Reproduce every line of the records below verbatim, omitting the pictures.

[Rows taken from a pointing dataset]
++++++++++++++++++++
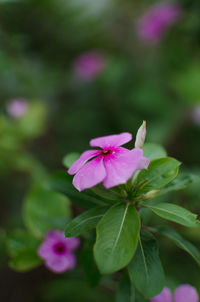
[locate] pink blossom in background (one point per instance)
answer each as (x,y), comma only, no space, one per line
(183,293)
(113,165)
(57,251)
(17,108)
(89,65)
(195,115)
(152,26)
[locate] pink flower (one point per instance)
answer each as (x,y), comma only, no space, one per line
(88,65)
(57,251)
(183,293)
(17,107)
(154,23)
(113,165)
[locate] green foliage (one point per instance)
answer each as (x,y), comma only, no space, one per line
(22,248)
(89,266)
(153,151)
(125,291)
(62,182)
(85,222)
(117,238)
(159,173)
(145,270)
(179,241)
(70,158)
(181,182)
(175,213)
(45,210)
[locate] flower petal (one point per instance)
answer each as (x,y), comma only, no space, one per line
(59,264)
(90,174)
(164,296)
(186,293)
(85,156)
(120,167)
(72,243)
(46,250)
(115,140)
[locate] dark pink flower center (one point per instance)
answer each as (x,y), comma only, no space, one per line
(107,152)
(60,248)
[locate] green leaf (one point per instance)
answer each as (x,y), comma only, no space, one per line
++++++++++++++++++++
▸ **Answer to this task**:
[locate] pink blossom in background (one point per instance)
answer each as (x,y), comma only, no space, one per line
(183,293)
(113,165)
(57,251)
(17,108)
(89,65)
(195,115)
(152,26)
[locate] pink flower (one point per instance)
answer each as (x,y), comma only, no space, one per line
(88,65)
(57,251)
(183,293)
(17,107)
(154,23)
(113,165)
[locate] green foliage (one point per instance)
answer each as (x,y), comma only, no space, one per line
(22,248)
(89,266)
(153,151)
(125,291)
(62,182)
(85,222)
(117,238)
(159,173)
(145,270)
(179,241)
(70,158)
(181,182)
(175,213)
(45,210)
[locate] flower petal (one point per instance)
answer each as (x,y), comma only, no space, one per line
(59,264)
(90,174)
(164,296)
(186,293)
(85,156)
(120,167)
(72,243)
(46,250)
(115,140)
[locate] dark pink flower center (one point per instance)
answer each as (x,y), comma only, no space, one per line
(107,152)
(60,248)
[locate] green leaf (one point per instance)
answer each as (x,y), comma only, no space, one per line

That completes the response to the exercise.